Défi A
Les affirmations (i), (ii) et (iii) concordent-elles avec le texte sur le budget de la justice ? Pour chacune, répondez par oui ou par non et citez les mots du texte qui tranchent.
(i) Le budget pour 2020 consacre 327 millions d'euros de CP à la construction ou à la rénovation des établissements pénitentiaires.
(ii) La réforme de la justice pénale des mineurs entrera en vigueur le 1er janvier 2020.
(iii) Les crédits en faveur de la sécurité pénitentiaire diminuent de 16 % par rapport à l'an dernier.
Défi B
Pourriez-vous poursuivre le texte sur le budget de la justice à partir de sa dernière phrase ?

Pendant la réforme des peines, la réalisation du programme de construction de 15 000 places de prison à l'horizon 2027 avance de manière résolue. Depuis 2017, nous comptons déjà 2 000 places de prison supplémentaires. Je maintiens également l'objectif de bénéficier de 2 000 places de structures d'accompagnement vers la sortie en 2022. C'est un élément essentiel de la nouvelle politique des peines que vous avez votée. Le budget pour 2020 prévoit 327 millions d'euros de CP pour la construction ou la rénovation des établissements pénitentiaires, soit une progression de 34 % par rapport à 2019, ce qui traduit le passage de nombreuses opérations en phase opérationnelle. Pour préparer les prochaines ouvertures d'établissements, 145 emplois sont d'ores et déjà créés.

Plus généralement, avec 1 000 créations d'emplois, dont 300 pour le comblement des vacances de postes de surveillants, et une progression des crédits de 6,2 %, c'est toute l'administration pénitentiaire qui poursuit sa consolidation pour améliorer le fonctionnement quotidien des établissements pénitentiaires. Les crédits en faveur de la sécurité pénitentiaire atteindront cette année 58 millions d'euros, soit 16 % de plus que l'an dernier. Ils nous permettront de poursuivre, entre autres, l'installation de systèmes de brouillage des communications illicites, de lutte contre les drones et de vidéosurveillance.

L'année 2020 sera également celle de la réforme de la justice pénale des mineurs, maintes fois mise sur le métier par les gouvernements précédents, mais jamais conduite à son terme. L'ordonnance du 11 septembre 2019 portant partie législative du code de la justice pénale des mineurs ouvre la voie à une rénovation profonde de la prise en charge des mineurs délinquants. Cette réforme simplifie la procédure pénale applicable, notamment en apportant une réponse plus rapide aux victimes par le prononcé plus rapide de la culpabilité, ou non, de ces mineurs, ce qui permettra une meilleure prise en charge éducative dès le prononcé de leur culpabilité. La réforme entrera en vigueur au 1er octobre 2020. J'ai souhaité une mise en application différée pour permettre au Parlement de débattre de ce sujet et aux juridictions, ainsi qu'aux services de la protection judiciaire de la jeunesse, de se préparer à sa mise en oeuvre, qui apportera des bouleversements.

Des moyens importants seront consacrés à cette réforme dans le budget pour 2020 : 70 emplois de magistrats supplémentaires seront ciblés sur la justice pénale des mineurs, tout comme 100 emplois de greffiers supplémentaires, ainsi qu'une centaine d'emplois d'éducateurs de la protection judiciaire de la jeunesse. Ces moyens additionnels devront nous permettre de respecter les délais de jugement prévus dans le code de la justice pénale des mineurs pour les nouvelles procédures, sans pour autant dégrader le traitement des procédures engagées selon les dispositions de l'ordonnance de 1945.

Les crédits de la protection judiciaire de la jeunesse progresseront de 17 millions d'euros en 2020, ce qui permettra de poursuivre la diversification de la prise en charge des mineurs délinquants, la construction de 20 centres éducatifs fermés et la rénovation du parc immobilier.

Données extraites
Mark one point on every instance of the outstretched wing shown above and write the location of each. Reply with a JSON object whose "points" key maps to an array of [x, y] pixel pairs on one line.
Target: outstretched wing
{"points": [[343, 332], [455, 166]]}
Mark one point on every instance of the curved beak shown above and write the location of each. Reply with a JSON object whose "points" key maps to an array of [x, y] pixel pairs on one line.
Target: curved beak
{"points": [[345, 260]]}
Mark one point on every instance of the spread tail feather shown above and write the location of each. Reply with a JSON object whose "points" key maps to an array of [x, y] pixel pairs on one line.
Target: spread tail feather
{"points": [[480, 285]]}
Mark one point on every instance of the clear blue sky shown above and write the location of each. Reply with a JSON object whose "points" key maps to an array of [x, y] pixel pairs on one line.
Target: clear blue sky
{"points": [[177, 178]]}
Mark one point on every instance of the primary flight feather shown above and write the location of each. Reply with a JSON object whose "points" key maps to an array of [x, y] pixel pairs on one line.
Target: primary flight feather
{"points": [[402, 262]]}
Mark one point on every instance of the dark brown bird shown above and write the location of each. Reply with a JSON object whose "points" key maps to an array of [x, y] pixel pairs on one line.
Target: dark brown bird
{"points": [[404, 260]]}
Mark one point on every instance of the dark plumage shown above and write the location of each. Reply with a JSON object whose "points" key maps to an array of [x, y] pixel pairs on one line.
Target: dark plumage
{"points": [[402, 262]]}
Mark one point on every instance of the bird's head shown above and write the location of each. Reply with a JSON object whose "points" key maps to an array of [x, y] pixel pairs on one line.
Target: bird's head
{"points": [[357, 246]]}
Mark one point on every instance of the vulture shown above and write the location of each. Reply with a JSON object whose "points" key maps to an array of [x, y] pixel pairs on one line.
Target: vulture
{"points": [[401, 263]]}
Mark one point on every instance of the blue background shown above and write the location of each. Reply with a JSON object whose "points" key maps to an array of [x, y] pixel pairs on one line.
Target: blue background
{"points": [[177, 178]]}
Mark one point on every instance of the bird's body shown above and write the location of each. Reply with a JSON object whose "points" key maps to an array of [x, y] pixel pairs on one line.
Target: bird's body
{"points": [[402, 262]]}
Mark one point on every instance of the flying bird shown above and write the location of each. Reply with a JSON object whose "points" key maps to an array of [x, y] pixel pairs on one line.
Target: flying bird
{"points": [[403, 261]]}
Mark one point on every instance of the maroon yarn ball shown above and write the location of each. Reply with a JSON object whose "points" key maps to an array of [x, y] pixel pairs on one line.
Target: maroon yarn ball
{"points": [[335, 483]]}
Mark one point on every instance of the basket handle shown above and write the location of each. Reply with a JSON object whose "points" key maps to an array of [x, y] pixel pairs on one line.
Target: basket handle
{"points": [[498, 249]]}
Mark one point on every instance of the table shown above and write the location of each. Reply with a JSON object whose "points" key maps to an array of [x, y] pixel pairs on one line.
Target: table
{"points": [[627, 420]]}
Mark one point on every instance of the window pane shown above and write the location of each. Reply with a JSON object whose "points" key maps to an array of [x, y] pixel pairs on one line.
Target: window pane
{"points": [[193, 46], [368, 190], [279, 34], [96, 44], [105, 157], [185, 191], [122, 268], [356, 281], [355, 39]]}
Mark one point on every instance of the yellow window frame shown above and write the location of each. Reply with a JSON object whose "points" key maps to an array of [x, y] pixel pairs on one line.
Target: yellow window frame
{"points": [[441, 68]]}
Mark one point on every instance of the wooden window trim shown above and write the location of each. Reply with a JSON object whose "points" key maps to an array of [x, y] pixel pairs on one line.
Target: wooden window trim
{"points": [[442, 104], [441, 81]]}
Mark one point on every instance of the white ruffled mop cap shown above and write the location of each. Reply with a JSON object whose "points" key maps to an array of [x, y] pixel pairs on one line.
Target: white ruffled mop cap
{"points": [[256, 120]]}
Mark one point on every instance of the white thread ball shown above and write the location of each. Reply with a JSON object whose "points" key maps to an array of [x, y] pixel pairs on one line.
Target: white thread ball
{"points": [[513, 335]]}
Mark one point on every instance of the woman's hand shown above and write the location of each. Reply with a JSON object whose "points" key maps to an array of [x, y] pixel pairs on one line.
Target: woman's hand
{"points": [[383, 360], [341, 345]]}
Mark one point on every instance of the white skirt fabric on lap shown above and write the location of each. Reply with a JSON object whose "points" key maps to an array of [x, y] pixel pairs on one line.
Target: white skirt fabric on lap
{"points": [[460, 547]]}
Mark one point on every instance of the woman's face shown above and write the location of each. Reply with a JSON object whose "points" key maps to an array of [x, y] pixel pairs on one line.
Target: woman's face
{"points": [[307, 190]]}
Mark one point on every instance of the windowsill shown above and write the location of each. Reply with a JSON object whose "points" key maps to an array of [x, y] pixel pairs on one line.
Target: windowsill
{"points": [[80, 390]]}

Résultat A
(i) Oui : « Le budget pour 2020 prévoit 327 millions d'euros de CP pour la construction ou la rénovation des établissements pénitentiaires »
(ii) Non : « La réforme entrera en vigueur au 1er octobre 2020. »
(iii) Non : « soit 16 % de plus que l'an dernier »

Résultat B
Pilier indispensable de toutes ces réformes, la transformation numérique progresse de manière visible. Le ministère a augmenté son budget informatique de 75 % depuis 2017, ce qui lui permet de rattraper progressivement son retard. Nous avons renforcé l'infrastructure technique et les équipements informatiques, préalable indispensable à la dématérialisation des procédures. Le réseau haut débit sera effectif sur un millier de sites judiciaires fin 2020, y compris outre-mer. Quelque 20 000 ordinateurs seront remplacés au premier semestre 2020, et près de 1 900 équipements de visioconférence seront opérationnels, ce qui évitera 20 % des extractions judiciaires.

Nous développons également de nouvelles applications sur le portail du justiciable, qui est l'un des objets de la vie quotidienne suivis par le Gouvernement dans le cadre du comité interministériel de la transformation publique. Ce n'est d'ailleurs pas le seul : nous travaillons avec Christophe Castaner à une nouvelle procédure pénale qui soit numérique de bout en bout, de la plainte jusqu'au jugement. Dans le cadre de ce travail, le sujet de la plainte en ligne sera évidemment une question majeure.

Dans ce contexte de transformation importante de la justice, l'accès au droit et l'aide aux victimes sont particulièrement importants.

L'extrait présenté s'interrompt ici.